What this task involves
Nothing but a number is expected: the count of lines in the data below that include "arch".

((

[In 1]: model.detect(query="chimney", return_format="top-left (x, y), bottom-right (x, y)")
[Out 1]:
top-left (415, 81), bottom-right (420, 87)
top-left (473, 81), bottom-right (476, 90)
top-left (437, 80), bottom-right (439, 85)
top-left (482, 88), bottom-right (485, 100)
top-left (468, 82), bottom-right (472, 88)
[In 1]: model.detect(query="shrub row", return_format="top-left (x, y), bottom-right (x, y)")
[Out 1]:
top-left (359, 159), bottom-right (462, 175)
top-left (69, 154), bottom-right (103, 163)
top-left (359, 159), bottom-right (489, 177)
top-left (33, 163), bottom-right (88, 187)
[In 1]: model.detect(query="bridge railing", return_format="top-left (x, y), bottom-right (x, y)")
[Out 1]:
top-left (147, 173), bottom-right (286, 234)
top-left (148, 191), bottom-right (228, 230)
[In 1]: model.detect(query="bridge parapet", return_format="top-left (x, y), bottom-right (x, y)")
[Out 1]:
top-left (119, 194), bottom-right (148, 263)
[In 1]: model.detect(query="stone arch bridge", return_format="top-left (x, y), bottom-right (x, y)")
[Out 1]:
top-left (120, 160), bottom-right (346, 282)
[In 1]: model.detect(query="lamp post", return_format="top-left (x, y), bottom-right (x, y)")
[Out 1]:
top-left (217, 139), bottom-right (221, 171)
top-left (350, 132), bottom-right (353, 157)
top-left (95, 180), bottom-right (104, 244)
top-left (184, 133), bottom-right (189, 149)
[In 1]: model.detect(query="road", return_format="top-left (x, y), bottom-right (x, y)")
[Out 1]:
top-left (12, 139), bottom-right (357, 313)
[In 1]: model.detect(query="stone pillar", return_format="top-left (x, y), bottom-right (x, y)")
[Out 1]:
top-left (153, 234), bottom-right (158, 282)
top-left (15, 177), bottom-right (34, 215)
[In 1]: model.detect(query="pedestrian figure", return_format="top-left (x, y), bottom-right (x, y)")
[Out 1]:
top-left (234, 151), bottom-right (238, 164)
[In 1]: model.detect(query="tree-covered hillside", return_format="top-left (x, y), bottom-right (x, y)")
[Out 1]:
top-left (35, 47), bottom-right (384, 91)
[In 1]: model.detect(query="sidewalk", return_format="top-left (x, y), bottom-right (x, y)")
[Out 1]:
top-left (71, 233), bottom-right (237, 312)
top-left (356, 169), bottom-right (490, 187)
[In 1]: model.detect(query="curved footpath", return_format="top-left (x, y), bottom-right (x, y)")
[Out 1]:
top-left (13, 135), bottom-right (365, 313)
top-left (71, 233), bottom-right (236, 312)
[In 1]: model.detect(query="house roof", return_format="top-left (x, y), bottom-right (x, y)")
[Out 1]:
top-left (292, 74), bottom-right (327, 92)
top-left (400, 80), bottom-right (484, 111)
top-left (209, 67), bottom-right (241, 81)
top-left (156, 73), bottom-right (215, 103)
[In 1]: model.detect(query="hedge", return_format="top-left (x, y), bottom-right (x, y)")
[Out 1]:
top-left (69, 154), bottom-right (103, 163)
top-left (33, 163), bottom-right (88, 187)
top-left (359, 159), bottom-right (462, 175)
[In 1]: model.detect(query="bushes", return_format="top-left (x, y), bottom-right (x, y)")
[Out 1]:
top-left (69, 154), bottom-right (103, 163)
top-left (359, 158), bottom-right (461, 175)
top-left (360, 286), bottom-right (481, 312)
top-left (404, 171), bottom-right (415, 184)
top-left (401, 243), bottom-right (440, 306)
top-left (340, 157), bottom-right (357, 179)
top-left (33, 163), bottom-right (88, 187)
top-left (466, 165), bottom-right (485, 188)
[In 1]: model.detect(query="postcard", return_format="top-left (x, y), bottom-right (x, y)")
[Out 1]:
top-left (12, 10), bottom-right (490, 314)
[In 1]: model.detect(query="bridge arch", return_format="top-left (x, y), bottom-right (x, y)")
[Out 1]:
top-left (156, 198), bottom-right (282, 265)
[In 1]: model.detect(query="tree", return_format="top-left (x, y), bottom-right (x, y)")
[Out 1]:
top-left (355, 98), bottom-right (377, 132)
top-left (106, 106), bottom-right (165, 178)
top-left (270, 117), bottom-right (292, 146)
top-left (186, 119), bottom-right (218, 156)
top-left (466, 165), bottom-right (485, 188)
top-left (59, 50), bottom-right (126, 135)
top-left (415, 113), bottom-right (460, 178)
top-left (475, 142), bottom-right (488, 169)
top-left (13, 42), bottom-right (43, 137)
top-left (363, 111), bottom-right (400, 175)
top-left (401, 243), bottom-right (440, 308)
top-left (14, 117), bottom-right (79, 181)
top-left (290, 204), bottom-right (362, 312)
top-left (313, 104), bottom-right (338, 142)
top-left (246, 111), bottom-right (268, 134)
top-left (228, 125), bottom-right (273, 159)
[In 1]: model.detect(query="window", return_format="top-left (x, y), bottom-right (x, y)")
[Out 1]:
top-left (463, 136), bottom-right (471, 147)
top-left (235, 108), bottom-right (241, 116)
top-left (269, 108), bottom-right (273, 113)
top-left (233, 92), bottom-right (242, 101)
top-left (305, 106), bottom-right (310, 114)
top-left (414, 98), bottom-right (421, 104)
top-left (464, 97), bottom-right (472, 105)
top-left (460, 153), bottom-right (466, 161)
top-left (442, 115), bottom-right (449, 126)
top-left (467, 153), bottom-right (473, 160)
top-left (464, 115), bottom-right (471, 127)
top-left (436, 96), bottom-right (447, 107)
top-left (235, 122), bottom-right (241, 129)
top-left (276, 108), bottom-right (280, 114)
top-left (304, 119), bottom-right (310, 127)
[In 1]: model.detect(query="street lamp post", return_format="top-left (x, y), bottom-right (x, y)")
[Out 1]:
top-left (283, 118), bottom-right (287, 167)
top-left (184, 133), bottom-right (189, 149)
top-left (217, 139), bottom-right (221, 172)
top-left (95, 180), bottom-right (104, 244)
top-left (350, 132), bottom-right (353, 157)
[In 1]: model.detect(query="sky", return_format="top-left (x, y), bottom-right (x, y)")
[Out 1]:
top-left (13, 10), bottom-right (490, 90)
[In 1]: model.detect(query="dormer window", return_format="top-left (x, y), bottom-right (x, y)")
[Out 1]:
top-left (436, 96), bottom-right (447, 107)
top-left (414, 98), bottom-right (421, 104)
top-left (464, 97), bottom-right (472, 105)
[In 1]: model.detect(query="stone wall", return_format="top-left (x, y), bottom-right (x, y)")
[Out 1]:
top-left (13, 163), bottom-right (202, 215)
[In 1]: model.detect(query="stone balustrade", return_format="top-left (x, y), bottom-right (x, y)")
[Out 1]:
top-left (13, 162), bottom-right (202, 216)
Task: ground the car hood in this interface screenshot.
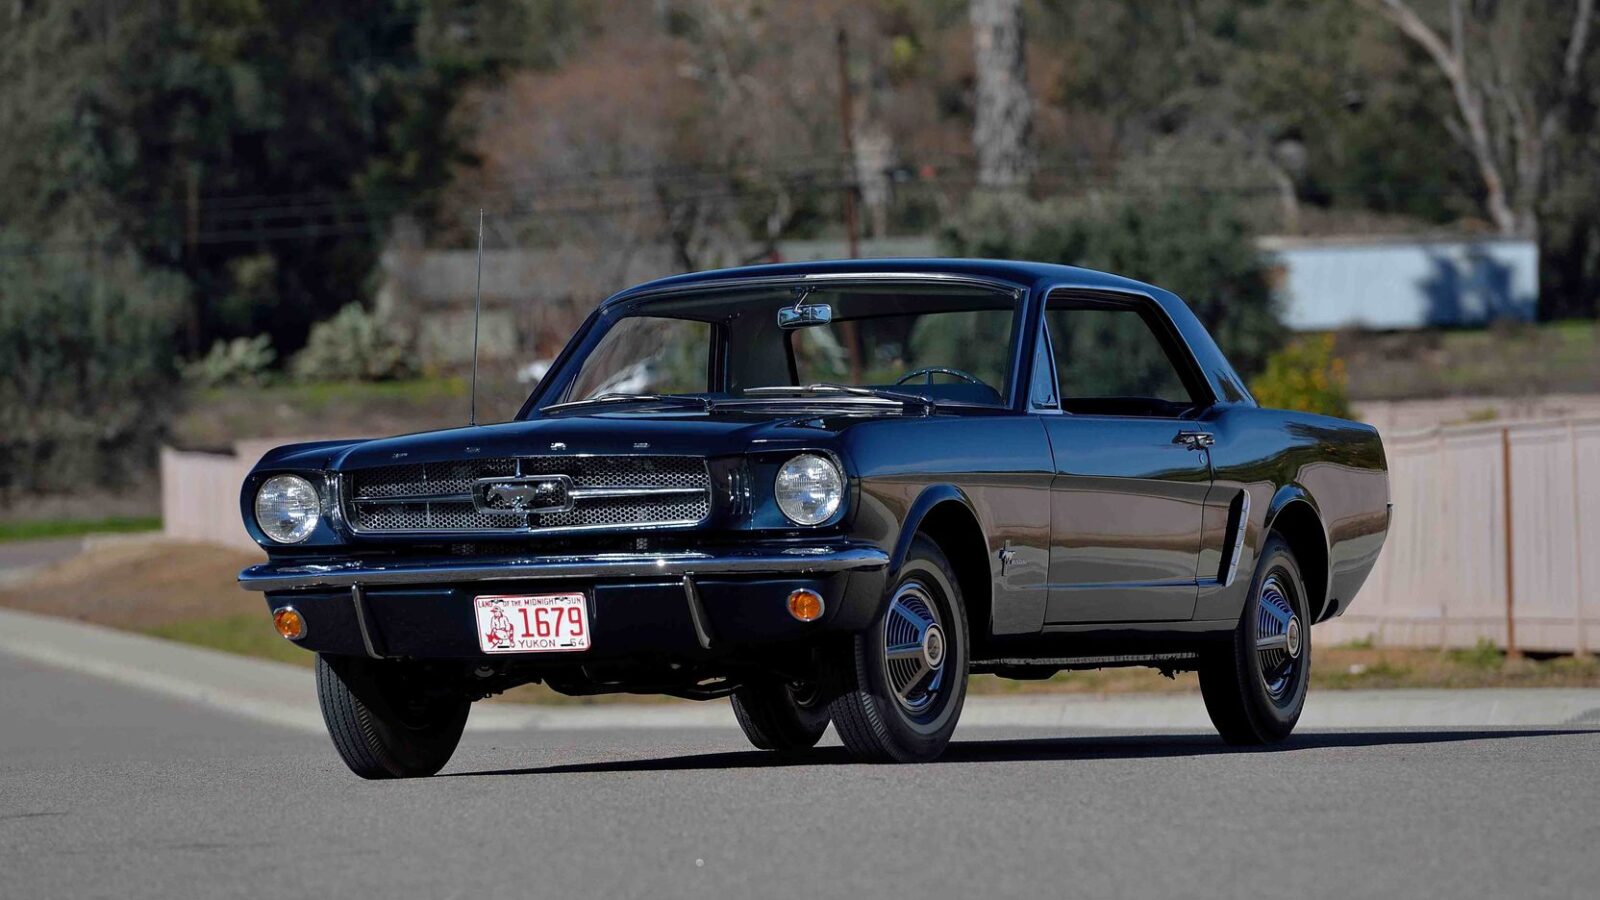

))

Completed task
2